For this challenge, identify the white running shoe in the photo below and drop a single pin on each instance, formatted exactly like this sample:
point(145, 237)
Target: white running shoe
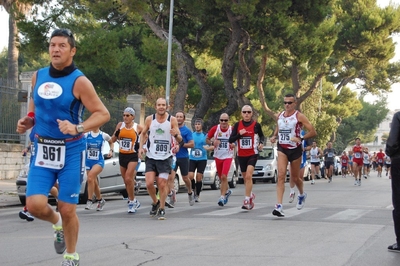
point(291, 196)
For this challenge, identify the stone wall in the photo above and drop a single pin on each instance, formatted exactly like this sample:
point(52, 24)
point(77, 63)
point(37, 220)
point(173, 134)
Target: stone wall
point(11, 160)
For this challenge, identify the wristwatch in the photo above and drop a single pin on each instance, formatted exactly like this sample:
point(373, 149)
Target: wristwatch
point(80, 128)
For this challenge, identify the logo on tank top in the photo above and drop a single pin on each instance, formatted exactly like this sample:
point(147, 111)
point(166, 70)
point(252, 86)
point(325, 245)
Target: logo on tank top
point(49, 90)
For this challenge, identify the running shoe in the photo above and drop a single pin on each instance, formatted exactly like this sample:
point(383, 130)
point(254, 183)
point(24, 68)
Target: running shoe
point(89, 205)
point(161, 214)
point(394, 248)
point(154, 208)
point(196, 198)
point(248, 204)
point(252, 196)
point(100, 205)
point(301, 200)
point(227, 194)
point(221, 201)
point(25, 215)
point(278, 211)
point(131, 207)
point(169, 202)
point(136, 204)
point(59, 241)
point(291, 196)
point(191, 199)
point(70, 260)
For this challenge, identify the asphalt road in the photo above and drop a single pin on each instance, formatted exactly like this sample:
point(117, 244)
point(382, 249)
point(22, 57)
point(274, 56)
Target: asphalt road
point(341, 224)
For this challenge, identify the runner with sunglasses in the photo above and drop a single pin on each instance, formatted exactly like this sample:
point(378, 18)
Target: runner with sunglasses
point(250, 140)
point(287, 133)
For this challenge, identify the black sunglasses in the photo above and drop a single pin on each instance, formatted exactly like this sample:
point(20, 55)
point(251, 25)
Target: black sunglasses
point(62, 32)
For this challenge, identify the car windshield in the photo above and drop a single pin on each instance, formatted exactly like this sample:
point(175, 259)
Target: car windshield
point(266, 154)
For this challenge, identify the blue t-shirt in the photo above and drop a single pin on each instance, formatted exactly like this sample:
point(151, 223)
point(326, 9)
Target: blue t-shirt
point(187, 136)
point(198, 153)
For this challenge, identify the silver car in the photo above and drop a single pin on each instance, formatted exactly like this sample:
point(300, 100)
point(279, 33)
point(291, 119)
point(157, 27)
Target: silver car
point(110, 180)
point(211, 178)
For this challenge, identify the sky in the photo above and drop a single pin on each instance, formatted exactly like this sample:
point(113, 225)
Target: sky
point(393, 102)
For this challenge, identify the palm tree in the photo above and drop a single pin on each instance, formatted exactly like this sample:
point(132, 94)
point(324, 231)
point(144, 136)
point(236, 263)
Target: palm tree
point(13, 8)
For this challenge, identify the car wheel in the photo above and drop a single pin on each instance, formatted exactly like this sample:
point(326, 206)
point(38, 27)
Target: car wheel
point(22, 199)
point(124, 193)
point(274, 178)
point(176, 184)
point(83, 197)
point(232, 184)
point(217, 184)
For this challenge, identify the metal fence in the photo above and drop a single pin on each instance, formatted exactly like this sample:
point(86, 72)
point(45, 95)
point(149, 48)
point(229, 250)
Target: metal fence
point(10, 110)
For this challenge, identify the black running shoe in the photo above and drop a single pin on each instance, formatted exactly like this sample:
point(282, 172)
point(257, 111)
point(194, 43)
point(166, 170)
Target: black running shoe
point(154, 208)
point(394, 248)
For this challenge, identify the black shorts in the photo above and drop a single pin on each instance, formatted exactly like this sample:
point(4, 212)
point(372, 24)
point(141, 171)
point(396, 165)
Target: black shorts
point(329, 164)
point(183, 164)
point(125, 159)
point(158, 166)
point(248, 160)
point(200, 165)
point(291, 154)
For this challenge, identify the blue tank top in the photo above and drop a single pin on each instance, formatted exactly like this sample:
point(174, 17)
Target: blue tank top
point(54, 99)
point(198, 153)
point(94, 146)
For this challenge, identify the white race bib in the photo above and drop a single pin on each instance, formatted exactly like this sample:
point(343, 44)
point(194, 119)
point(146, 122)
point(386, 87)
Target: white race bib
point(246, 143)
point(50, 153)
point(93, 154)
point(125, 144)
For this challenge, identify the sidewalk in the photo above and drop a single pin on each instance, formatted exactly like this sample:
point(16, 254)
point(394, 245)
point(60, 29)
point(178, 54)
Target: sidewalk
point(8, 193)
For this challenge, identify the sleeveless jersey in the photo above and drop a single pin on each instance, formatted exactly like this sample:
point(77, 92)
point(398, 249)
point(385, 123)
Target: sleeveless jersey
point(289, 127)
point(357, 153)
point(344, 160)
point(94, 145)
point(314, 155)
point(247, 144)
point(223, 151)
point(54, 99)
point(365, 158)
point(198, 153)
point(127, 139)
point(159, 140)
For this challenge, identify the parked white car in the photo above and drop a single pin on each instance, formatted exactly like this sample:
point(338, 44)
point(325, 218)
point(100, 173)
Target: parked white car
point(210, 175)
point(110, 180)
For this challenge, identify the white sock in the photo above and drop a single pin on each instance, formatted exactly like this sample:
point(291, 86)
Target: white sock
point(59, 223)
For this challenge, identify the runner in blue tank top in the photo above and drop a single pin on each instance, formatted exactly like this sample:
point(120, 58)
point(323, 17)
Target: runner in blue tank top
point(60, 94)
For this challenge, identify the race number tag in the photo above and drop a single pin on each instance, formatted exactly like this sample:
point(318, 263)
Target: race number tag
point(125, 144)
point(50, 153)
point(284, 136)
point(246, 143)
point(197, 153)
point(161, 147)
point(93, 154)
point(223, 145)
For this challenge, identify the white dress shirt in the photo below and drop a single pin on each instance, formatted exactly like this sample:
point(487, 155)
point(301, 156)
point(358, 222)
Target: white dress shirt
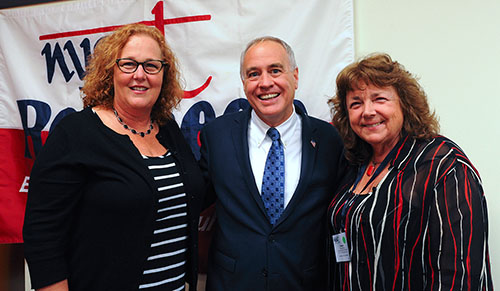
point(259, 144)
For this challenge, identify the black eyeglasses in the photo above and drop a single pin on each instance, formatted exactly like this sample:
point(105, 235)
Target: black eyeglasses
point(129, 66)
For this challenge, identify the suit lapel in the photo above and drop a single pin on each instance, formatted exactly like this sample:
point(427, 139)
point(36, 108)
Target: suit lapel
point(239, 134)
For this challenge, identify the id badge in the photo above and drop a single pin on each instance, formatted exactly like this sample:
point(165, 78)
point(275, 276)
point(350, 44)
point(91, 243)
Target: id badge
point(341, 248)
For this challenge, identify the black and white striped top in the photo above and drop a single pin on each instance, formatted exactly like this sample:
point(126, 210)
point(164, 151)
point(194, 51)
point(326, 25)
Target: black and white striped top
point(165, 266)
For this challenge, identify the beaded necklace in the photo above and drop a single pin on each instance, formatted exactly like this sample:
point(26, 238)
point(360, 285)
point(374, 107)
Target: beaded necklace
point(140, 133)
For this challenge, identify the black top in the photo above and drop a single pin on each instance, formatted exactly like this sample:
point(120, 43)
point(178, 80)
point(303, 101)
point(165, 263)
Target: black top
point(424, 227)
point(91, 206)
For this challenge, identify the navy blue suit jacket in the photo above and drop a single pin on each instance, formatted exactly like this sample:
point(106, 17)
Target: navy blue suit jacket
point(247, 252)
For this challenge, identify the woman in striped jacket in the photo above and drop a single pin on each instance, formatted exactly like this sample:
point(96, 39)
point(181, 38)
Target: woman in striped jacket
point(410, 213)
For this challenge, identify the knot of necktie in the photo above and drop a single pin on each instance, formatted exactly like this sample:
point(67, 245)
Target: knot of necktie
point(273, 133)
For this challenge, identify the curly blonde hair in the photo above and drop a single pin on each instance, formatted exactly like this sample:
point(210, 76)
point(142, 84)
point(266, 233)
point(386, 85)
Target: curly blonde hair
point(381, 71)
point(98, 88)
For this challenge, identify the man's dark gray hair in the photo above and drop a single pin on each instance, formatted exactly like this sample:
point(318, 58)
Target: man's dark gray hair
point(288, 49)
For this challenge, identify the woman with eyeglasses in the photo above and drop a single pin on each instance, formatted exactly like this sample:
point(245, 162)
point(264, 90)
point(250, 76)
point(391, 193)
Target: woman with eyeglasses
point(115, 193)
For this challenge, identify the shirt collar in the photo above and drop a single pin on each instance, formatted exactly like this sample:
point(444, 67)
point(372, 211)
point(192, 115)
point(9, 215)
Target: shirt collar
point(260, 128)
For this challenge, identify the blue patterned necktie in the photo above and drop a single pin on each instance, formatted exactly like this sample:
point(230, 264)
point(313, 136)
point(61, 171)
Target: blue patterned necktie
point(273, 181)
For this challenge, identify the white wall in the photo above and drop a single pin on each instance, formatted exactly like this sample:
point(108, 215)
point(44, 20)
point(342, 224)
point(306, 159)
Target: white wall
point(454, 47)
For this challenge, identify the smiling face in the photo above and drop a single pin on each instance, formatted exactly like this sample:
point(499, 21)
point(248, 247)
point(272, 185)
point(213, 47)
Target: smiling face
point(269, 82)
point(375, 115)
point(138, 91)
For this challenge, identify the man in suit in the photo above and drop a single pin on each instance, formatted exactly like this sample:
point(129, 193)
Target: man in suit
point(270, 237)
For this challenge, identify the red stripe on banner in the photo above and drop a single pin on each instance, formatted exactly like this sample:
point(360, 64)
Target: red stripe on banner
point(14, 169)
point(111, 28)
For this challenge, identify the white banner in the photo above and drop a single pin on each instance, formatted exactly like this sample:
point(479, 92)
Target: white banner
point(43, 51)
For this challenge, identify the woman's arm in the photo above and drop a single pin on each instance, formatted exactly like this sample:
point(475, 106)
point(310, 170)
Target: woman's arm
point(458, 232)
point(55, 186)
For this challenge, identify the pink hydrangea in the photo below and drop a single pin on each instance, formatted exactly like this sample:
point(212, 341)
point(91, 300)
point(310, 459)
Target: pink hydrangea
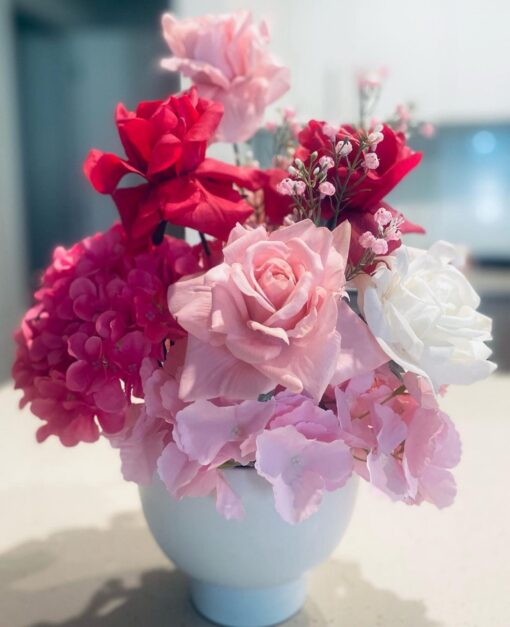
point(400, 440)
point(206, 435)
point(302, 455)
point(227, 59)
point(99, 312)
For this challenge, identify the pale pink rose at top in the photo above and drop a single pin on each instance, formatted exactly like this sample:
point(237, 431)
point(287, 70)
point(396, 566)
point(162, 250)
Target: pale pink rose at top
point(226, 58)
point(269, 315)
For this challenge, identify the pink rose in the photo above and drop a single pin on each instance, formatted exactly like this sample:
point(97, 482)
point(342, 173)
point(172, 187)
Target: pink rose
point(267, 316)
point(227, 60)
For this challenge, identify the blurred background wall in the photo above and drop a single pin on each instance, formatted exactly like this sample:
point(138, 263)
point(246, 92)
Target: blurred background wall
point(64, 64)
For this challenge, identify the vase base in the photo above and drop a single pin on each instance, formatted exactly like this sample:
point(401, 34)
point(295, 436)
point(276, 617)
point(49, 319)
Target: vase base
point(247, 607)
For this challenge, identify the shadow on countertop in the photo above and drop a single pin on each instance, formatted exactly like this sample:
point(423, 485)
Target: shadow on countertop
point(117, 577)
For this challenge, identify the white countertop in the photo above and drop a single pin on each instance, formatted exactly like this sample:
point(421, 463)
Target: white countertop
point(75, 552)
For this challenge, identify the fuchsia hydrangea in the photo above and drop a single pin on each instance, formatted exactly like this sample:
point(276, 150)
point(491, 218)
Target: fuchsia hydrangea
point(306, 343)
point(99, 312)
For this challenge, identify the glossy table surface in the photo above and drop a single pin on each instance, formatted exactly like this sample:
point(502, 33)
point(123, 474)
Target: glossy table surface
point(75, 552)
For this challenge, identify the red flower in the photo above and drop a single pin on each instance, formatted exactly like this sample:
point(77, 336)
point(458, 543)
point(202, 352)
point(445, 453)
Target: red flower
point(165, 143)
point(396, 160)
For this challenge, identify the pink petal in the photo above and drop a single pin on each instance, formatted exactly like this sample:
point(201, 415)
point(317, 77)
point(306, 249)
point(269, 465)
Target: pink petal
point(359, 352)
point(212, 371)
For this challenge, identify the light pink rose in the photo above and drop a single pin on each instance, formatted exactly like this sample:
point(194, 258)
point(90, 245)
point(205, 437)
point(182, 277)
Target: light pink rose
point(226, 58)
point(268, 315)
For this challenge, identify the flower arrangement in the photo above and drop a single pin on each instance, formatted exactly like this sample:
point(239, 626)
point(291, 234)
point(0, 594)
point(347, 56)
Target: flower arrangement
point(249, 349)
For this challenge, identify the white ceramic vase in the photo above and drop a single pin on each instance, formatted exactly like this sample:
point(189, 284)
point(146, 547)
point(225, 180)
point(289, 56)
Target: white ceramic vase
point(249, 573)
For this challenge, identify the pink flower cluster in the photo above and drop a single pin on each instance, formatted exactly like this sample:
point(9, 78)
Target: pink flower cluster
point(246, 351)
point(400, 440)
point(293, 443)
point(98, 313)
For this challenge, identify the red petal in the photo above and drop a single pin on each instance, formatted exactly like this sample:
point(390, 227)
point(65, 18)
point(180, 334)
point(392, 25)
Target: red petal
point(104, 170)
point(250, 178)
point(164, 154)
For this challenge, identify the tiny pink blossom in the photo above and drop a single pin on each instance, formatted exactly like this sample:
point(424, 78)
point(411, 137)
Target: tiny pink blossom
point(427, 130)
point(375, 137)
point(343, 148)
point(393, 235)
point(289, 187)
point(326, 162)
point(284, 187)
point(380, 246)
point(330, 131)
point(382, 216)
point(366, 239)
point(403, 113)
point(299, 188)
point(371, 161)
point(289, 113)
point(327, 189)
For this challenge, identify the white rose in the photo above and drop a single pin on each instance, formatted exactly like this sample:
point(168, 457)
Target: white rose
point(422, 310)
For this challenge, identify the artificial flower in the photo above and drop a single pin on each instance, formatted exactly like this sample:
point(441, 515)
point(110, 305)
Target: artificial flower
point(301, 469)
point(227, 59)
point(423, 312)
point(99, 313)
point(268, 316)
point(165, 143)
point(404, 448)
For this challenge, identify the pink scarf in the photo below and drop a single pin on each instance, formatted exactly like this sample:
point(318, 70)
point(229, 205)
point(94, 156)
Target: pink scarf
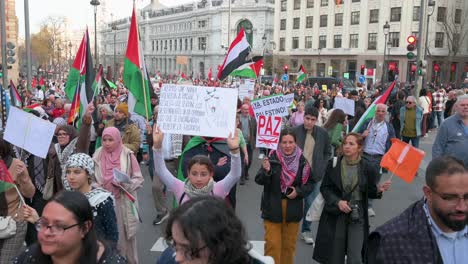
point(110, 159)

● WHAT IS NEEDED: Begin with the line that contains "For this challenge, identify the artificial" and copy every line through the end of the listing, exactly as written, both ends included. Pictures are not part of the copy.

● WRITTEN RESPONSE:
For this challenge, identify the artificial flower in the photo above and drop a single pin on each instance, formatted exactly like this sample:
point(441, 515)
point(110, 305)
Target: artificial flower
point(301, 469)
point(227, 59)
point(423, 312)
point(99, 313)
point(268, 316)
point(165, 143)
point(404, 448)
For this challenge, identify the pink scarf in the photo below and drop a single pin on each instance, formatted exactly like this sample:
point(318, 70)
point(229, 205)
point(94, 156)
Target: pink scarf
point(110, 159)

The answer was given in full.